WHAT TO PRODUCE: Exactly as written, please set down all of the entries again, with no pictures.

DATASET EXTRACT:
· · ·

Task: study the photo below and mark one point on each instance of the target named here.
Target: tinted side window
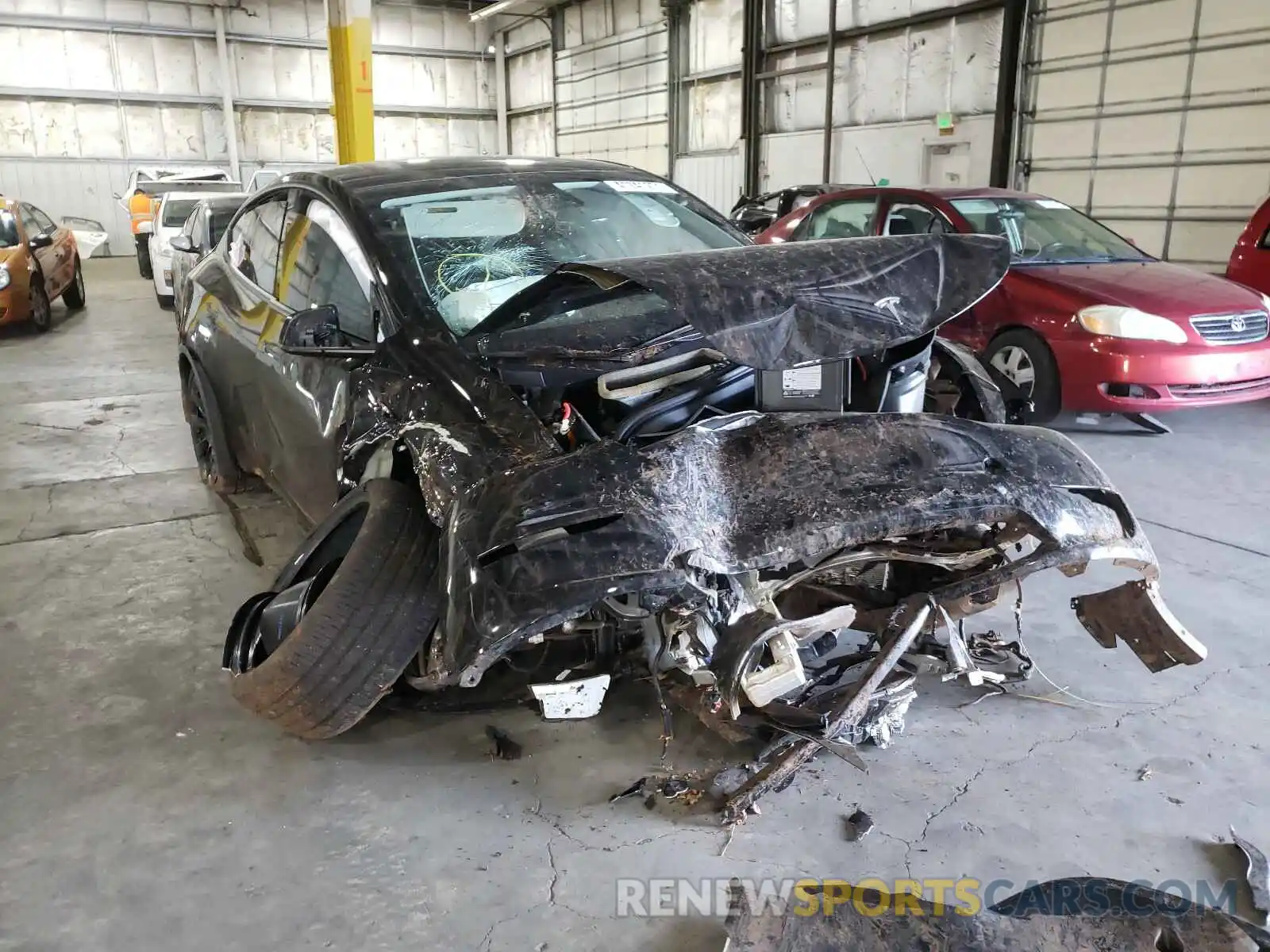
(42, 220)
(328, 270)
(851, 217)
(29, 220)
(254, 243)
(217, 220)
(912, 219)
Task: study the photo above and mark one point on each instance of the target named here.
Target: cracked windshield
(470, 251)
(1045, 232)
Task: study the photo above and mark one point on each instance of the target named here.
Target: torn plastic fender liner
(1137, 615)
(540, 543)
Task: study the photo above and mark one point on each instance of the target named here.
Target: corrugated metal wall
(531, 90)
(611, 83)
(1153, 117)
(888, 88)
(133, 82)
(710, 163)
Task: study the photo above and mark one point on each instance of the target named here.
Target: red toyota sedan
(1250, 260)
(1083, 321)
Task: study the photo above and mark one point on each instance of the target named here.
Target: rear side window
(256, 240)
(328, 268)
(851, 217)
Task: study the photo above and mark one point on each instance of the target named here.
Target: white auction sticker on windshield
(802, 381)
(645, 187)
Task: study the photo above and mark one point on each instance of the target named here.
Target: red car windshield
(1045, 232)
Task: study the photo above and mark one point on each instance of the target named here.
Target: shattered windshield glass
(1045, 232)
(469, 251)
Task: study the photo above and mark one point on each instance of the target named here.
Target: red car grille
(1232, 328)
(1198, 390)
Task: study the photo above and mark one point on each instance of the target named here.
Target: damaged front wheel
(343, 619)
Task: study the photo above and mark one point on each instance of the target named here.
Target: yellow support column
(349, 23)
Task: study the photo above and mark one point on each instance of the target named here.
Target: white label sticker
(802, 381)
(660, 188)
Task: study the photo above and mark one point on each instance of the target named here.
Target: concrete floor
(140, 808)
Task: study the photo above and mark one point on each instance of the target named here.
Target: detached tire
(368, 622)
(1024, 366)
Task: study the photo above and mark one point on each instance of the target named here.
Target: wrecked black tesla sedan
(562, 403)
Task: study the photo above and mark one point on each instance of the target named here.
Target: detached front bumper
(535, 546)
(1106, 374)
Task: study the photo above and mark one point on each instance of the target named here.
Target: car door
(48, 257)
(64, 251)
(183, 260)
(308, 397)
(241, 306)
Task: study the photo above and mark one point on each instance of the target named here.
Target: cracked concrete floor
(141, 809)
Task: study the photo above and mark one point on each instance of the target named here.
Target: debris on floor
(635, 790)
(1079, 913)
(572, 700)
(1257, 873)
(505, 748)
(859, 825)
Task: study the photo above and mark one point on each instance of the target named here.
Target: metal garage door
(1153, 116)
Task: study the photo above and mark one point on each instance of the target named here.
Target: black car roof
(366, 175)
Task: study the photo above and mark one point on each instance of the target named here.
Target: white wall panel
(895, 152)
(533, 133)
(717, 179)
(1149, 125)
(888, 88)
(611, 86)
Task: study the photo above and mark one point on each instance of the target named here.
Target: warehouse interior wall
(1151, 116)
(92, 88)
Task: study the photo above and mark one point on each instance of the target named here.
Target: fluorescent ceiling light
(495, 10)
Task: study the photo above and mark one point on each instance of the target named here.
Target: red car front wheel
(1026, 368)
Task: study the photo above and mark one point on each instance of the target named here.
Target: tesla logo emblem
(888, 305)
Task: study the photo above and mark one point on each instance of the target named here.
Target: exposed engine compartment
(689, 382)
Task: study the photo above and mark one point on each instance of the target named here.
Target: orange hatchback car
(38, 263)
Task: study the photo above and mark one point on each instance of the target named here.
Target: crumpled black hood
(768, 306)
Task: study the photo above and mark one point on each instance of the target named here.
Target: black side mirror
(752, 220)
(315, 330)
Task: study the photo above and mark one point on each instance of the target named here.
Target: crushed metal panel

· · ·

COMPLETE RESPONSE:
Task: study the photo below and mark one point on each instance of the target named here.
Target: tinted side window
(42, 220)
(328, 270)
(851, 217)
(29, 220)
(254, 243)
(217, 220)
(912, 219)
Task: study the photo above and mark one point on each instance of the target named here.
Target: cracked windshield
(470, 251)
(1045, 232)
Task: study the photo above and mark one point on each instance of the target named here.
Target: torn plastic fender liner
(1137, 615)
(540, 543)
Task: study the photo above and mark one point on each instance of the target named here.
Target: corrugated metal wall
(531, 90)
(611, 83)
(1153, 117)
(888, 88)
(133, 82)
(710, 163)
Task: study the photo above and mark one point on each instance of the target named here.
Target: red toyota sedan
(1250, 260)
(1083, 321)
Task: study the photo above and mark one point on each instance of the target named here.
Target: rear side window
(256, 240)
(328, 268)
(851, 217)
Task: study the photo above and mark one point on each instance of the target named here.
Target: white auction sticker on windshield
(802, 381)
(645, 187)
Task: study the photo above and mark one point on each instance of the target named here.
Target: red car windshield
(1045, 232)
Task: study the photo above and mark one point on each instance of the target named here.
Target: shattered windshield glass
(1045, 232)
(469, 251)
Task: study the photo above and mark one point on each instance of the target named here.
Target: red car grille
(1232, 328)
(1198, 390)
Task: study the photo above and mark one point on each instance of the target named here.
Target: damaged front wheel
(343, 619)
Task: study the photo above and mark one point on each instance of the target named here.
Target: yellow support column
(349, 23)
Task: study the photo above and mark one point on each instance of the target named here.
Target: white label sticker
(802, 381)
(660, 188)
Task: study the photo above and mark one point on each instance of the target named here.
Target: concrete floor
(140, 808)
Task: study the photo above and mark one point on each instance of the target named here.
Target: detached tire
(368, 622)
(1024, 366)
Task: study the photo above and mark one point on each instance of the target named here.
Target: wrecked black tesla sedan
(562, 403)
Task: study the photo above and mark one point on each instance of the target named here.
Target: detached front bumper
(535, 546)
(1106, 374)
Task: study the photo above and mark one point on each instance of the target named here.
Target: car door
(48, 257)
(64, 251)
(183, 260)
(308, 397)
(241, 306)
Task: study the photo above and mark one point on each instance of the target named here.
Target: cracked concrete floor
(141, 809)
Task: study the photo above and mark one point on each instance of the target named here.
Target: debris on floor
(635, 790)
(1079, 913)
(572, 700)
(1257, 873)
(505, 748)
(859, 825)
Task: study the photo above and mark one point on each instance of the target named here.
Target: metal garage door
(1153, 116)
Task: study the photo above and mark one point on each instance of the target named here.
Target: black car roof
(366, 175)
Task: study the photo above and mark one point on each instance of the target named here.
Target: white wall panel
(895, 152)
(533, 133)
(717, 179)
(1149, 125)
(888, 88)
(611, 86)
Task: study the photo above and mark one point on each instance of the target named here.
Target: warehouse interior wall
(1151, 116)
(92, 88)
Task: study the photo above and mark one point on each instance of the target named here.
Target: fluorescent ceiling light
(495, 10)
Task: study the photo above and mark one point on each instance of the target named here.
Target: red car front wheel
(1026, 368)
Task: study the photo above and mark one point on each instance of the target named here.
Target: tesla logo emblem
(888, 305)
Task: study the photo above and mark one point on each instance of the target named here.
Target: exposed engine compartment
(689, 382)
Task: study the photo above and mark one point on each instance of the target named here.
Target: orange hatchback car
(38, 263)
Task: study the photo above and mark one point on each instance of the target named here.
Target: crumpled black hood
(768, 306)
Task: study the photo above and mark one point on each instance of the target named here.
Target: black side mirror
(752, 220)
(315, 330)
Task: study the photo above and mark one point on each instance of the target named here.
Target: crushed metal panel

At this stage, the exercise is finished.